[Coordinate labeling data]
•••••
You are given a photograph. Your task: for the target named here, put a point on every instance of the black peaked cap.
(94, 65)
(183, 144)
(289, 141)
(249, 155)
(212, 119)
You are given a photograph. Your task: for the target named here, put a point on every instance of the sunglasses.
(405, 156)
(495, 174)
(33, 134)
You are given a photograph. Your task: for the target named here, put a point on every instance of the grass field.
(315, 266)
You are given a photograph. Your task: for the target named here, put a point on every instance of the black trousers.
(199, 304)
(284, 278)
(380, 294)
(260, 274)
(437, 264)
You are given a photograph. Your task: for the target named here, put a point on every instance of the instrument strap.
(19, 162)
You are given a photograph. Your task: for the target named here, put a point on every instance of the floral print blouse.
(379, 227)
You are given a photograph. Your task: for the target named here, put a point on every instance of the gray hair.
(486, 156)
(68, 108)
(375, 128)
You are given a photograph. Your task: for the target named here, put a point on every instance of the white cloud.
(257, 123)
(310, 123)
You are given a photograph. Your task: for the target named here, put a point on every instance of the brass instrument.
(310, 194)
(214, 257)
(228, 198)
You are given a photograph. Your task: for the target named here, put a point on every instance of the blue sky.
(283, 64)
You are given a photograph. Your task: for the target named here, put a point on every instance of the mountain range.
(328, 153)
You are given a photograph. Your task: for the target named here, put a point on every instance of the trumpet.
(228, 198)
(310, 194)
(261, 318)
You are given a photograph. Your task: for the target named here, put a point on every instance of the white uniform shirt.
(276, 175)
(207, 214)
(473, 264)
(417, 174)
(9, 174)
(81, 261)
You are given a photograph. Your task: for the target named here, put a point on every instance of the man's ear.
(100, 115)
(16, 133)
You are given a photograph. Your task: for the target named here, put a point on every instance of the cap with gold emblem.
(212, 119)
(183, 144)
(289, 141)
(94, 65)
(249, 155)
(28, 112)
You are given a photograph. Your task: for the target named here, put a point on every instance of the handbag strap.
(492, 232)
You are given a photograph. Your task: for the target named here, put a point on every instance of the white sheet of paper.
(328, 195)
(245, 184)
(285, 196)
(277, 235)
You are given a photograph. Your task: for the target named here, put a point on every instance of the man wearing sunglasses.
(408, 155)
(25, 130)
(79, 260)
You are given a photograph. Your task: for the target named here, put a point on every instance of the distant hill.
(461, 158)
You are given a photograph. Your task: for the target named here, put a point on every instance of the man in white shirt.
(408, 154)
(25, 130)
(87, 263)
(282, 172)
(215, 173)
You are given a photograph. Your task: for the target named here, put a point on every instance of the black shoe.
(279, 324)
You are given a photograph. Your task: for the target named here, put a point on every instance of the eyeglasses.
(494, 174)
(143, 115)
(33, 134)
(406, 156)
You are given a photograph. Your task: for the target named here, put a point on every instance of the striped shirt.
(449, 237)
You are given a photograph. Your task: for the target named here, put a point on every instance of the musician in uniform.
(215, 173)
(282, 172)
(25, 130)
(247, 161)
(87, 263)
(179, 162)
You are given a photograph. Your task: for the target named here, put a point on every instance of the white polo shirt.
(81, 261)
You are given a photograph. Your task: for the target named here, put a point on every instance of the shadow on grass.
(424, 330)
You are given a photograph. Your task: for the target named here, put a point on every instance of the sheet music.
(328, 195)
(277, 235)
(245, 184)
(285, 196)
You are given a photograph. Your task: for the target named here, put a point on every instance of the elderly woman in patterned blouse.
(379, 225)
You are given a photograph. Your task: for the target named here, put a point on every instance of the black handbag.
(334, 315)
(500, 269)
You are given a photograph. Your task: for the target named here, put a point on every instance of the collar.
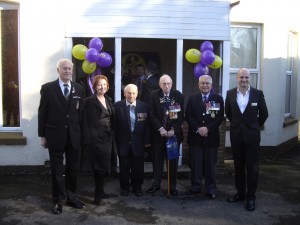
(61, 83)
(128, 103)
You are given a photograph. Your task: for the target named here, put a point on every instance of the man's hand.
(44, 142)
(163, 132)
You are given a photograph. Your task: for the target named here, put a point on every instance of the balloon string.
(90, 80)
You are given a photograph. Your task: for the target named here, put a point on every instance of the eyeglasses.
(204, 83)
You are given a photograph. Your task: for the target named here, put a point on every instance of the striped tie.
(132, 116)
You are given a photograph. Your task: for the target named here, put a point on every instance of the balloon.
(206, 45)
(96, 43)
(92, 55)
(78, 51)
(88, 67)
(217, 63)
(207, 57)
(104, 59)
(200, 69)
(193, 55)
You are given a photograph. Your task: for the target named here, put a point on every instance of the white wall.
(276, 18)
(46, 25)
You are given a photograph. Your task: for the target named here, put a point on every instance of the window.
(289, 73)
(245, 52)
(9, 72)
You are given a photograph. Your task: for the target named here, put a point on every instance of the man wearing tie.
(204, 114)
(167, 117)
(132, 136)
(246, 109)
(59, 128)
•••••
Copy each line of the records precisely and drop any images they hold.

Completed exercise:
You are given a photograph. Your task: for the target named here, put a point on every instance of the black peaked cap.
(94, 65)
(183, 144)
(289, 141)
(249, 155)
(212, 119)
You are given a photograph. Your task: for the target named here, put a point on every instance of the sunglasses.
(405, 156)
(495, 174)
(33, 134)
You are given a photograph. Your task: for the target named here, put a point on every instance of the grass field.
(315, 266)
You are given a photograph. Your task: for the target named here, put a point on every instance of the black trousers.
(199, 304)
(284, 278)
(380, 294)
(260, 274)
(437, 264)
You are given a photograph. Your task: for the target named here, put a point on every instance of the instrument strap.
(19, 162)
You are given a photograph. Your task: for the target named here, put a point on every instance of the floral print blouse.
(379, 227)
You are given a photograph. Your task: for the target named here, put a point on every instance of the gray hair.
(486, 156)
(68, 108)
(375, 128)
You are given a photograph. Your task: for the target named here, put a point on every instance of the white cloud.
(257, 123)
(310, 123)
You are given a photograph. Your task: for the target named here, put a point on every instance of the brass instrument.
(310, 194)
(214, 257)
(228, 198)
You are given a photograph. Your task: for the target named here, put a point on every instance of the blue sky.
(283, 64)
You are given a photograph. Your task: for the target named here, put a point on every instance of the mountain range.
(328, 153)
You are given a photograph. Your task: for the target named here, put a point on every instance of the trumpet.
(228, 198)
(310, 194)
(261, 318)
You are given a photograph. Your task: for the target named here, put a point on every instance of the white uniform shirt.
(276, 175)
(207, 214)
(473, 264)
(417, 174)
(9, 174)
(81, 261)
You are given a photograph. Your task: for the target named here, put a point on every instance of the man's ear.
(100, 115)
(16, 133)
You are given a photograph. Your task: for the target named here, put a point on every instance of the cap with gold emblem.
(212, 119)
(183, 144)
(289, 141)
(94, 65)
(249, 155)
(28, 112)
You are given a photograph. Your task: for the target named here, put a point on every instance of the handbag strap.
(492, 232)
You are given a photograph. Your task: for the target named here, put a point on every instance of the white sheet of paper.
(328, 195)
(245, 184)
(285, 196)
(277, 235)
You are given a photograph. Your task: for the target named here, put a point on every instance of the man wearing sunglasses.
(408, 155)
(25, 130)
(79, 260)
You are given a photograph. Your task: for the target named here, put a point on every instance of the distant hill.
(461, 158)
You are given a photograph. Your task: for the target named here, put a point on every instance of the man in white shirt.
(408, 154)
(25, 130)
(87, 263)
(282, 172)
(215, 173)
You are given a photograph. Your task: for the target named here, put a point on every instance of the black shoe.
(279, 324)
You are given a photograph. Your task: for the target named here, put a point on every instance of the eyeglasses.
(494, 174)
(143, 115)
(33, 134)
(406, 156)
You are given a photograph. Your task: for the target named here, put a point on every instance of the striped shirt.
(449, 237)
You are given a photograph. Your task: for the target named here, put a point on every instance of the musician in uniform.
(215, 173)
(282, 172)
(25, 130)
(247, 161)
(87, 263)
(179, 162)
You are given a photograph. Your task: for the target named here, put a point on every instance of the white polo shirt.
(81, 261)
You are given a photograph. Your task: for the target named here, put a point on every instance of the shadow on grass.
(424, 330)
You are given a photograph. Your task: for the target named here, put a point on every instance of the sheet music.
(328, 195)
(277, 235)
(245, 184)
(285, 196)
You are given a photograph. Your task: for the target named here, put a point on every instance of the elderly woman in patterned blouse.
(379, 225)
You are given a photograph. Your task: for the target named here, put a point on every instance of the black handbag.
(334, 315)
(500, 269)
You are given a photograph. Your task: for the target named here, put a point on every instance of the collar.
(61, 83)
(128, 103)
You are given a photograph. Your task: for the target named here, put a point on every instance of the man's hand.
(44, 142)
(163, 132)
You are given a photograph. Your task: for the target named here, put a point on every instance of the balloon string.
(90, 80)
You are given a photograph. Your task: for the target named here, put a point on every instance of the eyeglasses.
(204, 83)
You are given a photograph. Your task: for the target named here, put a point on every instance of the striped tie.
(132, 116)
You are given a photograph. Your task: for the target named here, put a point on every instance of the balloon.
(206, 45)
(96, 43)
(92, 55)
(78, 51)
(88, 67)
(217, 63)
(207, 57)
(104, 59)
(200, 69)
(193, 55)
You are given a photograph. Your task: for the target named here, put a point on every instance of the white wall.
(276, 18)
(46, 25)
You are given a photograph. Your task: for the target named here, put a point on every instance of the window.
(289, 73)
(245, 52)
(9, 72)
You are given a photograph. Your task: for the target named here, put a point on every instance of the man wearing tie.
(204, 114)
(167, 117)
(132, 136)
(246, 109)
(59, 128)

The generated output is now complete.